Only the line with "Tag the groom's hand" and the lines after it, to the end of the data, should appear in the answer, each reproduced exactly.

(Excerpts from a dataset)
========================

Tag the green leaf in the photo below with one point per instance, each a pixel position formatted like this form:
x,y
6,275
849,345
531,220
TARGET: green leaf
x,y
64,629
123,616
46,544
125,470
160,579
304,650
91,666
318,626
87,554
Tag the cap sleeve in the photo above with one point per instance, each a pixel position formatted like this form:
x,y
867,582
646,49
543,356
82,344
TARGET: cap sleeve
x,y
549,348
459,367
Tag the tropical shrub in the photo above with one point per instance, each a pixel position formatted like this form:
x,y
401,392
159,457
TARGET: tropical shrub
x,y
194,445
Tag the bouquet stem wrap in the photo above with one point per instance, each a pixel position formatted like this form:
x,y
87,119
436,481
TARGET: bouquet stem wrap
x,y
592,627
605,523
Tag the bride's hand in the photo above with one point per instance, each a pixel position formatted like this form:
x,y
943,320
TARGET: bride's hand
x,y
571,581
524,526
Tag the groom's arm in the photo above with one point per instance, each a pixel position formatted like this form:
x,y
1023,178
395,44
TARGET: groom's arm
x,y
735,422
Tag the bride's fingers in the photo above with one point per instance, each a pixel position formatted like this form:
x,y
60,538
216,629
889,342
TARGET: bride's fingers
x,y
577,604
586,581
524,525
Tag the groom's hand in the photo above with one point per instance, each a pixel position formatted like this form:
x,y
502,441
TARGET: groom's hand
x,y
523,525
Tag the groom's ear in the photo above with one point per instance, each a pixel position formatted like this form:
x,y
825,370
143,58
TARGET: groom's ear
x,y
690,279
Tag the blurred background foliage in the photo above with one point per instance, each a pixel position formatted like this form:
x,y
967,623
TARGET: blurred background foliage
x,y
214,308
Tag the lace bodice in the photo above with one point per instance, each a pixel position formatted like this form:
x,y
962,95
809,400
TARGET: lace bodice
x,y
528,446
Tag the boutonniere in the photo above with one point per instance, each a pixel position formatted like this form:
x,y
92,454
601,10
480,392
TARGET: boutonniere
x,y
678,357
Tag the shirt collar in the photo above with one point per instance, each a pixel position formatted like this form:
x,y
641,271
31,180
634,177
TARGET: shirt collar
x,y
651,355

========================

=== Exercise solution ===
Tag the groom's hand in the photo above with one point per instance, each a pixel position formatted like this form:
x,y
502,441
TARGET: groom's hand
x,y
523,525
Tag the groom's ear in the photo above with one point per instance, each a pixel position formatted like this form:
x,y
825,370
143,58
TARGET: groom's ear
x,y
690,279
Tag the blurred background foliage in the photo above with one point per instance, each a pixel position formatted like this form:
x,y
967,623
TARGET: blurred background foliage
x,y
214,308
Tag the lace bodice in the photo above with one point per instance, each a pixel position formatted like this form:
x,y
962,95
809,400
TARGET: lace bodice
x,y
528,446
Tag the boutonniere in the photo above with one point per instance, each a pixel position formatted like this form:
x,y
92,454
601,10
480,392
TARGET: boutonniere
x,y
678,357
Tag the shirt collar in the photo above with one point per instance, each a pixel position formatted like this form:
x,y
641,271
31,180
634,177
TARGET: shirt collar
x,y
651,355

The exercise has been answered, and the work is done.